PROBLEM DESCRIPTION - Count the lines in the items below that contain the string "backpack", with uppercase and lowercase treated as different, and reply with only that number.

Start of INFORMATION GIVEN

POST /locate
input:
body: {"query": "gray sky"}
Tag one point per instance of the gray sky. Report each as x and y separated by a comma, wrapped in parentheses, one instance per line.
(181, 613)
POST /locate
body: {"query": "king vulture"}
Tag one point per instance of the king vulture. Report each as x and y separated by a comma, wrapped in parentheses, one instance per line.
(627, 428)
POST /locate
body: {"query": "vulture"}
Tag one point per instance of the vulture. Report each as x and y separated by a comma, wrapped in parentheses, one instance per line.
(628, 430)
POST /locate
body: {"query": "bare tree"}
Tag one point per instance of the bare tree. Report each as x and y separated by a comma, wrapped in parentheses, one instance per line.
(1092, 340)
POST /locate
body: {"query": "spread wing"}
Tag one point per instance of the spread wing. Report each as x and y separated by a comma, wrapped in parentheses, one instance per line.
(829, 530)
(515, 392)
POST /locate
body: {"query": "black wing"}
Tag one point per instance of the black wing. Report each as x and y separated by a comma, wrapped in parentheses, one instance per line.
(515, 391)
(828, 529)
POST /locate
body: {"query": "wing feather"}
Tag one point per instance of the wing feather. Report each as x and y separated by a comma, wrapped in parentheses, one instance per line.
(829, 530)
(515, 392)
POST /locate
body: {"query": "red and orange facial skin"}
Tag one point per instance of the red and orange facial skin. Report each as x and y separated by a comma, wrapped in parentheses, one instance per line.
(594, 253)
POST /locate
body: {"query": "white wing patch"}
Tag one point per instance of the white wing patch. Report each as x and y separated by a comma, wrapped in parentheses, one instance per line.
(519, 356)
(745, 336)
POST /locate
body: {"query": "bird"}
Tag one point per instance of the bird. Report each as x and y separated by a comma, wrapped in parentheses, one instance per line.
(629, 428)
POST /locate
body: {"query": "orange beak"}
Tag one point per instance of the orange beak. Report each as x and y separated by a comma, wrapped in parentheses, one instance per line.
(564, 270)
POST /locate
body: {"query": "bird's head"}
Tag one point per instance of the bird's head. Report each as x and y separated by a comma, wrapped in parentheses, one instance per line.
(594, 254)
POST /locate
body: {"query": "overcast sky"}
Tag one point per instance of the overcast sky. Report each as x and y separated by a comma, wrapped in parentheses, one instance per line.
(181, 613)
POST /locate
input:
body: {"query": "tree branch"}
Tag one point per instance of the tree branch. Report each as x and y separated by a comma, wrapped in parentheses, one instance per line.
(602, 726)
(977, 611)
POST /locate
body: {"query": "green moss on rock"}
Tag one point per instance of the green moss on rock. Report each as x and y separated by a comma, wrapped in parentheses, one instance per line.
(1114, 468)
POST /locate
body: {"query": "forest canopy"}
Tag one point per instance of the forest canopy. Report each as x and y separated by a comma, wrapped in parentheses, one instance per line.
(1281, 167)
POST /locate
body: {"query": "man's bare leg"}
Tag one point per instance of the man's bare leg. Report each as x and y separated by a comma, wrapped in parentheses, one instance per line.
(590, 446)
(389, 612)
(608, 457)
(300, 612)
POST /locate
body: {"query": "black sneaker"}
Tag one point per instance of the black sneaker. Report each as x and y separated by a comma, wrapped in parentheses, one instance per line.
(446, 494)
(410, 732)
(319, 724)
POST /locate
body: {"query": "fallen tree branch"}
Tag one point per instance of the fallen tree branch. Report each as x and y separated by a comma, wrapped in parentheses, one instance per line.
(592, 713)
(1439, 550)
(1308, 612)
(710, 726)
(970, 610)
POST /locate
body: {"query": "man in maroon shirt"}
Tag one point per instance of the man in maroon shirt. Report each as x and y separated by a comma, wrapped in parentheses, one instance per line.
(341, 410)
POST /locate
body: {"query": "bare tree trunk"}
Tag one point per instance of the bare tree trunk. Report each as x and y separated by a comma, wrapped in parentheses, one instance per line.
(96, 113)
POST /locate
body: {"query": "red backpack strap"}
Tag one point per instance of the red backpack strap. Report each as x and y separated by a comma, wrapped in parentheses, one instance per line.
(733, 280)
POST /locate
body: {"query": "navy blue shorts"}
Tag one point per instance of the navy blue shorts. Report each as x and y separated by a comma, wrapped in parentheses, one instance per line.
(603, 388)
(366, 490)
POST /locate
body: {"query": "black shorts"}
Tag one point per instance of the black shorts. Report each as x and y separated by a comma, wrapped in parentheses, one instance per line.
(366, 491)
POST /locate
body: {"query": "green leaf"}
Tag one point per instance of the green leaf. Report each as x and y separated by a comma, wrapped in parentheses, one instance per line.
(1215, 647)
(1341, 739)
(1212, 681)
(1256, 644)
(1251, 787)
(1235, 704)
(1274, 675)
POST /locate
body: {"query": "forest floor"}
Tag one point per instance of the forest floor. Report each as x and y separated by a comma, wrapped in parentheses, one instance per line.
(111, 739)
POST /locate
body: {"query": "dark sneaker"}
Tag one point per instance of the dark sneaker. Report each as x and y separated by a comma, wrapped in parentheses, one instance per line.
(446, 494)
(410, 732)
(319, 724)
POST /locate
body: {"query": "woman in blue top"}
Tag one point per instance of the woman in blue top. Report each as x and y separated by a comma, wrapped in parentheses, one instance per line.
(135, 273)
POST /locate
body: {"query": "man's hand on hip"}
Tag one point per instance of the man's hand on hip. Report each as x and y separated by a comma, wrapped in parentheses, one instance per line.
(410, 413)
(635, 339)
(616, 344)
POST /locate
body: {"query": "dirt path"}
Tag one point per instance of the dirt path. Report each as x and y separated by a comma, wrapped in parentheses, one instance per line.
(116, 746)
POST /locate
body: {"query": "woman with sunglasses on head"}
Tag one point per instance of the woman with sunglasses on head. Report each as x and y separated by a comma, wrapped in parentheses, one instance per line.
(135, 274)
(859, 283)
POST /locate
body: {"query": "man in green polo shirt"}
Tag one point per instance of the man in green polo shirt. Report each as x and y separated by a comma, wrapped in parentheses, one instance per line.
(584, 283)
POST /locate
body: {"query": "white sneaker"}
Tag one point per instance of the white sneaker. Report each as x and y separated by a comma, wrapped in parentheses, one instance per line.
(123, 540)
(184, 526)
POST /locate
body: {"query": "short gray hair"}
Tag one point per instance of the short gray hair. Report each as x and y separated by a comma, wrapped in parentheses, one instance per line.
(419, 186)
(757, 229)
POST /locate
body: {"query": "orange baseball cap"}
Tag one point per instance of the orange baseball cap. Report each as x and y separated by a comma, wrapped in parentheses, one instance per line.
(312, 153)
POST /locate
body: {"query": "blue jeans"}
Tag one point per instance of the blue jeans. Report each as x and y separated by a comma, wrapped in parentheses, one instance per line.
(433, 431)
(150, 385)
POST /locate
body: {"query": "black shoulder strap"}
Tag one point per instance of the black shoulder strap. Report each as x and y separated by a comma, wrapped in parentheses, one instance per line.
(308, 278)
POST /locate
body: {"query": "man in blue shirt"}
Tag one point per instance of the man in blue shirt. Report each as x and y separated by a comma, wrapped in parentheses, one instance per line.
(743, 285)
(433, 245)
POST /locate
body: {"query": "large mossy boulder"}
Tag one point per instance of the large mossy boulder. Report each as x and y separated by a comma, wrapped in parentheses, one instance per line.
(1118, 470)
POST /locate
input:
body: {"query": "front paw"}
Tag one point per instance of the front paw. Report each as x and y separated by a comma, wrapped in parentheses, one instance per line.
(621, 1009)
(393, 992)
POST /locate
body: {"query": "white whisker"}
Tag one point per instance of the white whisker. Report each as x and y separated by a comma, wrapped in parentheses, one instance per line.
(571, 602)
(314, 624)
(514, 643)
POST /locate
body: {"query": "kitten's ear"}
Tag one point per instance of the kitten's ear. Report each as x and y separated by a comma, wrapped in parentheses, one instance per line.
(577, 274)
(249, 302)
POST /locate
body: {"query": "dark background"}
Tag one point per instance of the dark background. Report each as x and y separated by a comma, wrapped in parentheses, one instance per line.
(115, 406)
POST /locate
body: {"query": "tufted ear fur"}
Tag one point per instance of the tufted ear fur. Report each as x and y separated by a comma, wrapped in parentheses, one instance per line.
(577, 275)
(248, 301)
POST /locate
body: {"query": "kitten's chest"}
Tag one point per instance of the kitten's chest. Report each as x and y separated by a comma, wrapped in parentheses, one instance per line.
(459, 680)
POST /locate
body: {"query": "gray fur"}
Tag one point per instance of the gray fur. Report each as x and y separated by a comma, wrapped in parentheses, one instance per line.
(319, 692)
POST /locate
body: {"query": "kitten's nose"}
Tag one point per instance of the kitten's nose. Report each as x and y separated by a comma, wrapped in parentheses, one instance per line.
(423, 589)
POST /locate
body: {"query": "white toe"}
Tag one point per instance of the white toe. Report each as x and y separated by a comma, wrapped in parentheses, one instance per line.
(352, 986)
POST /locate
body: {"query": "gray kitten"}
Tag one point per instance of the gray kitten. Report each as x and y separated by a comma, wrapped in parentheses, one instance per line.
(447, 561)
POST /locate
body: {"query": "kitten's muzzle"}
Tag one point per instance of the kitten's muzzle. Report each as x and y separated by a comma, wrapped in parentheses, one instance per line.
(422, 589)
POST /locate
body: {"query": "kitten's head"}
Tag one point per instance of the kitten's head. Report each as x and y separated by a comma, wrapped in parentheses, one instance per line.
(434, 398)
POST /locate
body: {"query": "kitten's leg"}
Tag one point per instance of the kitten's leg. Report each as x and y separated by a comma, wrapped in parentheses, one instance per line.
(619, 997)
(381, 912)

End of INFORMATION GIVEN

FULL OUTPUT - 2